» WRITTEN INSTRUCTION:
Exactly reproduce each record listed below.

==================================================

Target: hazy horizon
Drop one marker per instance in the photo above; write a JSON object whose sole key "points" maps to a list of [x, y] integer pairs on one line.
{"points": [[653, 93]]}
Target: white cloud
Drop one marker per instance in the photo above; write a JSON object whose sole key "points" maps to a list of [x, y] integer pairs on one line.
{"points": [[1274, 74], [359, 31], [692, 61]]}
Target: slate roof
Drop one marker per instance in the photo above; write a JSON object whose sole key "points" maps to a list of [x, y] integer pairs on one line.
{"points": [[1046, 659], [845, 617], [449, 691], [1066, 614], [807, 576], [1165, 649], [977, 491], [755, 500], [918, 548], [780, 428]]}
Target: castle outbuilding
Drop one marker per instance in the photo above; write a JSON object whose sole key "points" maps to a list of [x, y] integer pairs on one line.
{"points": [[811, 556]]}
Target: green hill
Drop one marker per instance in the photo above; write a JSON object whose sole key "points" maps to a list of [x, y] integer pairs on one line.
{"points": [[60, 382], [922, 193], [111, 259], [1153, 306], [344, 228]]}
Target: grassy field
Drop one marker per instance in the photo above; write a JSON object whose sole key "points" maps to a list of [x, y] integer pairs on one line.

==================================================

» FINISHED TASK:
Target: hazy horizon
Drop one marker per instance in the photo above; write a JSON object whose sole key "points" maps to a list of [x, y] integer pairs on one line.
{"points": [[653, 93]]}
Target: white cloud
Drop one marker per instance in the photo above; write a JSON object whose sole key "points" maps to a list of [x, y] integer pairs on one line.
{"points": [[1274, 74], [359, 31], [692, 61]]}
Target: slate roof
Drop one marker per instance in the photo above; write a JSON object whose sole key "points" maps to a list of [x, y] integer pairs on one line.
{"points": [[1046, 659], [845, 617], [449, 691], [1066, 614], [807, 576], [1165, 649], [977, 491], [755, 500], [918, 548], [780, 428]]}
Target: castle outbuilding
Drop one marker per instance in the photo above; write a JSON object whose sole key "points" maps to a list of [x, y] integer pairs on one line.
{"points": [[811, 556]]}
Target: green hill
Drop one marker per instance in the photo above; write a JSON object whose sole key "points" maps to a list of [x, y] integer pairs on one line.
{"points": [[60, 382], [922, 193], [111, 259], [1153, 306], [344, 228]]}
Target: grassy field
Drop one marker per instance in the photo above; write a JSON object whose sole key "points" maps to a list of [x, y] integer pairs on one line.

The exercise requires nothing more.